Show each line in the listing below that contains the string "sideline".

BEGIN DATA SUPPLIED

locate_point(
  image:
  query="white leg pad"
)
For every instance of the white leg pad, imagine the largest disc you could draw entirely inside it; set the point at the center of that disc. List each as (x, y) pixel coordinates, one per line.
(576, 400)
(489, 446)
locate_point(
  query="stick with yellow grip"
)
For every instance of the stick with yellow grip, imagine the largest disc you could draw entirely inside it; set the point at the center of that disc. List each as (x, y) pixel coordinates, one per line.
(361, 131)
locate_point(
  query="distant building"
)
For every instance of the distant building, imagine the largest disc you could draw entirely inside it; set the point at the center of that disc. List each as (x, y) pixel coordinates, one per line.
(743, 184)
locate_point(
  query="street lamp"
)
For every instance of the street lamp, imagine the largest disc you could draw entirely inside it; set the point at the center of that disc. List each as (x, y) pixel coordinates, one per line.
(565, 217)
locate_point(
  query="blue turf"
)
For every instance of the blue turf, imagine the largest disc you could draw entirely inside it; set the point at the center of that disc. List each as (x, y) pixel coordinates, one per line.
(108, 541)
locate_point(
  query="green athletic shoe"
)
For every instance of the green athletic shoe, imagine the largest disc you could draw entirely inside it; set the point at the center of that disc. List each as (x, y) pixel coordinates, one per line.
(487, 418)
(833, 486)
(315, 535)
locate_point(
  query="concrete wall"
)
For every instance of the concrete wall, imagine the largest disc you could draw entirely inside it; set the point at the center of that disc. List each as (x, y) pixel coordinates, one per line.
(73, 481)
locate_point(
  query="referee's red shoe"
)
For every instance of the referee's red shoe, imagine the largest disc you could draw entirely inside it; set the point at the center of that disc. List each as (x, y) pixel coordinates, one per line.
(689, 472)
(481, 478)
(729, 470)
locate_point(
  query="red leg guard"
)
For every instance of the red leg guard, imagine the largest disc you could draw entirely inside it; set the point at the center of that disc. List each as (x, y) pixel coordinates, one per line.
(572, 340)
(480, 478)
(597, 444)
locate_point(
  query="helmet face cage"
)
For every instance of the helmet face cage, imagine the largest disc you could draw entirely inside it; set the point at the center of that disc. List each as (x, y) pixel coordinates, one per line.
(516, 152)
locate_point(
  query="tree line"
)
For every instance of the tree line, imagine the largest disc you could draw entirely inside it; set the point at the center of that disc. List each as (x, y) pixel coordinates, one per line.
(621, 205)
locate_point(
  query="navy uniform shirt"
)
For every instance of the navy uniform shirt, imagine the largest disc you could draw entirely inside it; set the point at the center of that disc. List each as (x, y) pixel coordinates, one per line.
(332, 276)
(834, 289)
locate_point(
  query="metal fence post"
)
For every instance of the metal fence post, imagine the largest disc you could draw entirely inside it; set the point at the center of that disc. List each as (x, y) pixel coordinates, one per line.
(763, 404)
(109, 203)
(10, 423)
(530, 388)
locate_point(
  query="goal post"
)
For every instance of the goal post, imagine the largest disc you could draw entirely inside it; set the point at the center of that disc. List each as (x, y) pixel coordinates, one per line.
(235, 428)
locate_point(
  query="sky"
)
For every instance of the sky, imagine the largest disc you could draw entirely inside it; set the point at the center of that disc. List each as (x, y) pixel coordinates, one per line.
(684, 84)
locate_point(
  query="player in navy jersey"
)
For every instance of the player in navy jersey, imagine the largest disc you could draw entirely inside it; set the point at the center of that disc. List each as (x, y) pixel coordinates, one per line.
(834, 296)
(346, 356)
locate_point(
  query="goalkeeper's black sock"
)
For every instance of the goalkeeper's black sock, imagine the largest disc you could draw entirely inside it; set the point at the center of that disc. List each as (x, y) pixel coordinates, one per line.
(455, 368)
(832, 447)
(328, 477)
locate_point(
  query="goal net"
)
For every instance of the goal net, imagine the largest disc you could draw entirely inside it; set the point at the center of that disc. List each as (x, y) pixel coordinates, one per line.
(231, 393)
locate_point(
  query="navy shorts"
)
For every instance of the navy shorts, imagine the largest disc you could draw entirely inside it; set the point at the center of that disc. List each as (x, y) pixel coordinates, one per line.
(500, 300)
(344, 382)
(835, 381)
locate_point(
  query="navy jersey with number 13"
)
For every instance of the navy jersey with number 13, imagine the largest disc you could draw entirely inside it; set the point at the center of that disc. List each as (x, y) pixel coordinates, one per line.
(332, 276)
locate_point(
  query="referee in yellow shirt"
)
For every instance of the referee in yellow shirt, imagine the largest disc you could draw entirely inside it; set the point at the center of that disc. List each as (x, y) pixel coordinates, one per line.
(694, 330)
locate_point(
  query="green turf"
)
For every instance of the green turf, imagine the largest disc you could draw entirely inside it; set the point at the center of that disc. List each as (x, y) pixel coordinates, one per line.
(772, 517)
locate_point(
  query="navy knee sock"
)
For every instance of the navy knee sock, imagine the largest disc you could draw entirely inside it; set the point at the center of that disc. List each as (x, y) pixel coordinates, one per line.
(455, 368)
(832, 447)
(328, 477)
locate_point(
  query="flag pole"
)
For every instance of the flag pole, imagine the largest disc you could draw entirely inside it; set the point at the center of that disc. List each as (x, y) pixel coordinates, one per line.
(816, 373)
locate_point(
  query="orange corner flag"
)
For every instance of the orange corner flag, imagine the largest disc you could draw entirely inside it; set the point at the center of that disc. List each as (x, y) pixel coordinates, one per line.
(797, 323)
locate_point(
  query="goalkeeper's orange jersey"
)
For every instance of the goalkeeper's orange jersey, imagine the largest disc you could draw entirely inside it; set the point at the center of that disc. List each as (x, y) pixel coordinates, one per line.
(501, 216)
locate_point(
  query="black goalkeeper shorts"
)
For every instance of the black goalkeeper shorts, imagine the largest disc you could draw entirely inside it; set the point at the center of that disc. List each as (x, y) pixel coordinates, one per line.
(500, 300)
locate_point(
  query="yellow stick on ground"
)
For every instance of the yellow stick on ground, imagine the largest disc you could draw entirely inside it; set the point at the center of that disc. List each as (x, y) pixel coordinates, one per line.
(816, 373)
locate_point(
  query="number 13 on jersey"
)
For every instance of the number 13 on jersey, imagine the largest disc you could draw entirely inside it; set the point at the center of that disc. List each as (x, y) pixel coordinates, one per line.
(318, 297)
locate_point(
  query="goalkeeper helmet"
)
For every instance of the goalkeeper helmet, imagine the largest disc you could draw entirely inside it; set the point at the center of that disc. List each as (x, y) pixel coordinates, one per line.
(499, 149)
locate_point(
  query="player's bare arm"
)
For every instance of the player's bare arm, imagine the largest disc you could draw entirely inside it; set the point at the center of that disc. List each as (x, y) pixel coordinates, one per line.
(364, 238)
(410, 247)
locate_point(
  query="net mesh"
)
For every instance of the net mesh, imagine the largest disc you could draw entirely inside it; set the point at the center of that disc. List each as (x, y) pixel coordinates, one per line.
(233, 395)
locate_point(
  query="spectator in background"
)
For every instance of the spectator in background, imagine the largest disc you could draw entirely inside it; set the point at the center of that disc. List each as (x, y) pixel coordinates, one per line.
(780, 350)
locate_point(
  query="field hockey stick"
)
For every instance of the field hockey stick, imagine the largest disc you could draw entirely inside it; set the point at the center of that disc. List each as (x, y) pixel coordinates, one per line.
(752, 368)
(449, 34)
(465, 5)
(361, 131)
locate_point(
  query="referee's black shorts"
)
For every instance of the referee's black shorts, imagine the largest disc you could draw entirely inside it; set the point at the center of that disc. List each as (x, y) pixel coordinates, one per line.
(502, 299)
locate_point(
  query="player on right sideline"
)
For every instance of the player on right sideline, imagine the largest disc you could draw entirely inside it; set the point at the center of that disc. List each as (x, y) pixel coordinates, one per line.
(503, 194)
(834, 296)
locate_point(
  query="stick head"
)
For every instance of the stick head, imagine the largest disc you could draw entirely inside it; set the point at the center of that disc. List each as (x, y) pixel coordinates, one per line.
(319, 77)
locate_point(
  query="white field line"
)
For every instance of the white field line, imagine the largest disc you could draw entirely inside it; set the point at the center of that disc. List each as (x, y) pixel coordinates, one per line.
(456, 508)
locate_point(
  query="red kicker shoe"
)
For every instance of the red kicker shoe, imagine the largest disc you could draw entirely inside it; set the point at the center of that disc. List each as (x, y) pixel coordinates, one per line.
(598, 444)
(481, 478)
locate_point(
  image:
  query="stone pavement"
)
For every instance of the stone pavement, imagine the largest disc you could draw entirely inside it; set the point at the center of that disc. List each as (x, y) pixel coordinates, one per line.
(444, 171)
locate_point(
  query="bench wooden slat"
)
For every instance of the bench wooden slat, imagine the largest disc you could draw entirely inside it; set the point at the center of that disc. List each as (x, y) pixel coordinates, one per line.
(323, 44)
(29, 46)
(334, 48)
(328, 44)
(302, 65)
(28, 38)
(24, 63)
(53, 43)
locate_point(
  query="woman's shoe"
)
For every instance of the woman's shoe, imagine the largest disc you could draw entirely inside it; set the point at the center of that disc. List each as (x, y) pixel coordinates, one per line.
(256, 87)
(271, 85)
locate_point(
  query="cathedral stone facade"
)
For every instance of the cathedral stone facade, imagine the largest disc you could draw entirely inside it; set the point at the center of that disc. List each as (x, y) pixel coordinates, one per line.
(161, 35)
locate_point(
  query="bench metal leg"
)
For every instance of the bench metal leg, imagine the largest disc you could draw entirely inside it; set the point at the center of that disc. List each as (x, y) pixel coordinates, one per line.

END DATA SUPPLIED

__WRITTEN SOLUTION__:
  query="player on right sideline"
For every instance of the player on right sideline, imagine the largest disc you could draw entirely inside it; set the point at the center of that disc. List each as (x, y) pixel coordinates, one per line.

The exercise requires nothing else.